------ DATA FOR THIS TASK ------

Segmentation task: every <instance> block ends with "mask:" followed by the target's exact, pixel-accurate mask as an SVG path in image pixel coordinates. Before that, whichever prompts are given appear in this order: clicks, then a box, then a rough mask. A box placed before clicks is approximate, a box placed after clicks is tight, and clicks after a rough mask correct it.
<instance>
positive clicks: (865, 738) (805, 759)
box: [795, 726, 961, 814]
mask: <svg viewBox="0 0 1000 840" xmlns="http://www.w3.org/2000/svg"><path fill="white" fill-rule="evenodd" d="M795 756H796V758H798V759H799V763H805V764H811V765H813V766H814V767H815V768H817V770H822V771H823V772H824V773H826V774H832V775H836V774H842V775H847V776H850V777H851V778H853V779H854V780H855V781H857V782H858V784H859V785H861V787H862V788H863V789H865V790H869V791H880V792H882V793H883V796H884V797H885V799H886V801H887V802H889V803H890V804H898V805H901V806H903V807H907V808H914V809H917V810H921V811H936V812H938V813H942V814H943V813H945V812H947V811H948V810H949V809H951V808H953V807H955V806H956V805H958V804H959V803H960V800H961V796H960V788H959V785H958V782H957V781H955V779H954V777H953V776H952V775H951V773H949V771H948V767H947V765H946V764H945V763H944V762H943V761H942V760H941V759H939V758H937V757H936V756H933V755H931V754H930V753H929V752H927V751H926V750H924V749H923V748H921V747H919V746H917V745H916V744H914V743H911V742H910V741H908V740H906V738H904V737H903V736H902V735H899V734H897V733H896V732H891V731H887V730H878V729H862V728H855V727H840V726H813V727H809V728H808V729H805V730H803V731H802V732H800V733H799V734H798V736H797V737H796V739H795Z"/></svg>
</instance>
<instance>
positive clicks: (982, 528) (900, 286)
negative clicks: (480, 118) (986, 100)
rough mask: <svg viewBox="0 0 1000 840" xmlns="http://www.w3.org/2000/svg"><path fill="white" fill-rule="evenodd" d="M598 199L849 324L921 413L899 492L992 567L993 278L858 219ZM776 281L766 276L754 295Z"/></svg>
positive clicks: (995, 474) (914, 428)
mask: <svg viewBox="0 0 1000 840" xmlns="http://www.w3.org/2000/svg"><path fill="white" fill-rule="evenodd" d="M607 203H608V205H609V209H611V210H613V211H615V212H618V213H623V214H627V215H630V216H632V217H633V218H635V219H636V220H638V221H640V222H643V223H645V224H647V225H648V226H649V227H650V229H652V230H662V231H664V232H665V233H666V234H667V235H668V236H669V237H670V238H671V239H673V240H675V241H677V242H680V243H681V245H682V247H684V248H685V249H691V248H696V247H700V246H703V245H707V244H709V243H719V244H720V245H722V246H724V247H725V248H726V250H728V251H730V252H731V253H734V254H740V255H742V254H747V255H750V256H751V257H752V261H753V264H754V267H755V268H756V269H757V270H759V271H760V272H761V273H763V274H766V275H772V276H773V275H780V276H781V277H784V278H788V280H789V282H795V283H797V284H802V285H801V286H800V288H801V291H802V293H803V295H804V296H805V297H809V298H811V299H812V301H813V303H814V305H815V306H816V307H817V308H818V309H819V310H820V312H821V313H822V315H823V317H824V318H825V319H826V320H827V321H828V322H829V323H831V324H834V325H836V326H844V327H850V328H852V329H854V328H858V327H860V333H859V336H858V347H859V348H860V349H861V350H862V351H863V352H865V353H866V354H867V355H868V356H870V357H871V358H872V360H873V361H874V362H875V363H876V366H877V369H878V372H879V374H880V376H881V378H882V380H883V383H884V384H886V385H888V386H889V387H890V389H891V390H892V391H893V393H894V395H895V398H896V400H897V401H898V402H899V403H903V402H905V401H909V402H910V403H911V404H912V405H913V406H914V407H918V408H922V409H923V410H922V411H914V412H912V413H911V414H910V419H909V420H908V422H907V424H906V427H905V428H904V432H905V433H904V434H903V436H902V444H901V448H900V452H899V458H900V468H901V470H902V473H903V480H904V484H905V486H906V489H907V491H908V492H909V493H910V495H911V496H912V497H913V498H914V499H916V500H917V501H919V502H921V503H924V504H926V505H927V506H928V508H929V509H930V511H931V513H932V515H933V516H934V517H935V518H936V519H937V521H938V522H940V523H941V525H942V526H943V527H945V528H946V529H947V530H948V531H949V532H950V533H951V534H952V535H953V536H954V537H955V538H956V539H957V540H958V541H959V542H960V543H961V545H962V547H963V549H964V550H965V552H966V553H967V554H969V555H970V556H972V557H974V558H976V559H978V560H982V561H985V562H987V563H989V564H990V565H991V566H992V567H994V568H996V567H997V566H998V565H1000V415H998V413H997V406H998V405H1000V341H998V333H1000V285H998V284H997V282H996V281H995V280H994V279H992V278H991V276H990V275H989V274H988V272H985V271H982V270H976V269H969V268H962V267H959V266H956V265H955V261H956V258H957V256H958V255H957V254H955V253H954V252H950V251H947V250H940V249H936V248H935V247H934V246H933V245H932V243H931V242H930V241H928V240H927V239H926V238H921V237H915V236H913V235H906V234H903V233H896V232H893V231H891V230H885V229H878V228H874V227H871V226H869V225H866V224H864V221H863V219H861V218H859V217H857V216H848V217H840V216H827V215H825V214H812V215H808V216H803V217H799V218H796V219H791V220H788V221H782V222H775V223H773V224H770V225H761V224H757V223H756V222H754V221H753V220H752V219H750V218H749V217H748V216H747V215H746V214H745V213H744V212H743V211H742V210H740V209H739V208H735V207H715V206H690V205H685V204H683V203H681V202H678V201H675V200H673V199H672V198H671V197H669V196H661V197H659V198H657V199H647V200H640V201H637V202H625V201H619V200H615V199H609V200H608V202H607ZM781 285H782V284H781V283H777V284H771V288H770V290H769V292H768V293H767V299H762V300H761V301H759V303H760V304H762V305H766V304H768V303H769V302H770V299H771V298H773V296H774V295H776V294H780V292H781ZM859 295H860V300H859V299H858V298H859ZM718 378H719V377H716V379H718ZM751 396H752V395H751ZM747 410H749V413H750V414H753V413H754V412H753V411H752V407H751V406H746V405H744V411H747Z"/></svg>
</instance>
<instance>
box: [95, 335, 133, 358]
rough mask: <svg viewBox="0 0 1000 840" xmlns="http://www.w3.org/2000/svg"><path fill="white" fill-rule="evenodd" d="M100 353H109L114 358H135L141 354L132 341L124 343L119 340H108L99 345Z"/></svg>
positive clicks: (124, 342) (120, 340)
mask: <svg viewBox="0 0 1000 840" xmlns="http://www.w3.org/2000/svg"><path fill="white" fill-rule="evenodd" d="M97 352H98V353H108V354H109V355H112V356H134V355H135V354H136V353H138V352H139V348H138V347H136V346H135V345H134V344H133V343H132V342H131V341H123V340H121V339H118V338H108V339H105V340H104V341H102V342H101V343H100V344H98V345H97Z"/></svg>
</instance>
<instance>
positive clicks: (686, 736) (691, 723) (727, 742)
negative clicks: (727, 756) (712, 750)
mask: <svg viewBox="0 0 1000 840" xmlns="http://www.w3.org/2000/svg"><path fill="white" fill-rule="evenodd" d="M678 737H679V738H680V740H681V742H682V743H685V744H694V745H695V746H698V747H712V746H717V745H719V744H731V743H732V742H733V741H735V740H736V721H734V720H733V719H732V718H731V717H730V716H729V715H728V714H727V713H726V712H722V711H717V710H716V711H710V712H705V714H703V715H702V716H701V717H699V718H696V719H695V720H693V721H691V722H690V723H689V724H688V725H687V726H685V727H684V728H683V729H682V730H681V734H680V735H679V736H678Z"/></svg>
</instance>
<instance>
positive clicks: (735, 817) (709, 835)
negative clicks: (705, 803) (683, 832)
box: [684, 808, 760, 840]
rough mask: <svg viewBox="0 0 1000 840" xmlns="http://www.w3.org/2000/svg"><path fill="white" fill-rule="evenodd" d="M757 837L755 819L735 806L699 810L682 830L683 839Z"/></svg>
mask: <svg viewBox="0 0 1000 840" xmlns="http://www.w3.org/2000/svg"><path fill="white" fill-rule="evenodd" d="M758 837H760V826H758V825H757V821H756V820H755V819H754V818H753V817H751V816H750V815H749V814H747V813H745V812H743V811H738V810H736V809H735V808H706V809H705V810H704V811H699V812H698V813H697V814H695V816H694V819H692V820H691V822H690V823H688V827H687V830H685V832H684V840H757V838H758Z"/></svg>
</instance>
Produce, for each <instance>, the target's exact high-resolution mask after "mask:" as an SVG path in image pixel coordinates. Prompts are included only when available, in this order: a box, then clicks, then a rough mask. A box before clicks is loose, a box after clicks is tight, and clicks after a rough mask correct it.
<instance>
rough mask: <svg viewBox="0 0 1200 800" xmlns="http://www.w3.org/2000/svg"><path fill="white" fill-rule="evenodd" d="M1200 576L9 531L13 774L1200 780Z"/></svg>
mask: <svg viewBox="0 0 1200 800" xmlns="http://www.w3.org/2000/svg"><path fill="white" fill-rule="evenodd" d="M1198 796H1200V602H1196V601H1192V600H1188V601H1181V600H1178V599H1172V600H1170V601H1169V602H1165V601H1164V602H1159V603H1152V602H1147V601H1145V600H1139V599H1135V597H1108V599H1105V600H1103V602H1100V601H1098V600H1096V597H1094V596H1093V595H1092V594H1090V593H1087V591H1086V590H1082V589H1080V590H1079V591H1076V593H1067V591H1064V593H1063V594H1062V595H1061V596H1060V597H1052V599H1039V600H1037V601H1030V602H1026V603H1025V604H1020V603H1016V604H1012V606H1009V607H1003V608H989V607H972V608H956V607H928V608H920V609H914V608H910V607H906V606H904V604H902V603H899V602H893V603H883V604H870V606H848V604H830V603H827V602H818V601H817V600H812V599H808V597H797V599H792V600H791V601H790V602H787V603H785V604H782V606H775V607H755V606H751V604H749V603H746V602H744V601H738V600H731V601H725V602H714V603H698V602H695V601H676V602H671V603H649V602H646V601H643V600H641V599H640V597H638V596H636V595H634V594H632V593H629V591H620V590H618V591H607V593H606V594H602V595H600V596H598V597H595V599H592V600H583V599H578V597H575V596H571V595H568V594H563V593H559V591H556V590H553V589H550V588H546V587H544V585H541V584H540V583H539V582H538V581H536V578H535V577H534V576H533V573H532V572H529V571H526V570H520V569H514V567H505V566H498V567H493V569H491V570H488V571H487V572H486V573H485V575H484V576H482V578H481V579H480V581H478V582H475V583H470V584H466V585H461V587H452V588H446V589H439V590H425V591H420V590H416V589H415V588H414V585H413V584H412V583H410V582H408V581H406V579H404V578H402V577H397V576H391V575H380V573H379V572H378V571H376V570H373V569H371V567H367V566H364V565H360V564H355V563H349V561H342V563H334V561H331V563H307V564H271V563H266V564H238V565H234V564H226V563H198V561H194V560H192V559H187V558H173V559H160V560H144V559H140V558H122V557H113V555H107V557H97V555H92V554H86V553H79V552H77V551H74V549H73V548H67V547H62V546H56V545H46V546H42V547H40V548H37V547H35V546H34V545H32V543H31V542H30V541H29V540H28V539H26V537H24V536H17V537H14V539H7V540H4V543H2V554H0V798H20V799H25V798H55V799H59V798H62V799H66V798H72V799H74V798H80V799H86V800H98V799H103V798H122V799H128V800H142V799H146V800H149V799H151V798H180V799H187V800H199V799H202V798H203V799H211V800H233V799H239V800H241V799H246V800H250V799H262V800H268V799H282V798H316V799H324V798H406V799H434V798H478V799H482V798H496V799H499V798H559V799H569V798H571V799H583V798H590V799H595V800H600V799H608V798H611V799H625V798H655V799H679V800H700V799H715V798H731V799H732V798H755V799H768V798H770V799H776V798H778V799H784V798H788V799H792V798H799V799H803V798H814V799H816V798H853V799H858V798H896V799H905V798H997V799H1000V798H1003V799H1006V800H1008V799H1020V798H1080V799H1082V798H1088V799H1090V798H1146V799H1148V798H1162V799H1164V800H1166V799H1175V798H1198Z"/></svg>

------

→ ACTIVITY
Filter the data down to the lines that contain the string "after", and copy them.

→ RESPONSE TO THE TASK
Segmentation task: every <instance> block ends with "mask:" followed by the target's exact, pixel-accurate mask as an SVG path in image pixel coordinates. Before that, whichever prompts are given appear in this order: clicks, then a box, then a rough mask. A box placed before clicks is approximate, a box placed after clicks is tight, and clicks after a rough mask correct it.
Produce, for each <instance>, the target's exact high-resolution mask after "mask:" as an SVG path in image pixel coordinates. Prompts are included only when available, in this order: a box, then clicks, then a rough mask. A box before clicks is loose, a box after clicks is tight, and clicks after a rough mask correct it.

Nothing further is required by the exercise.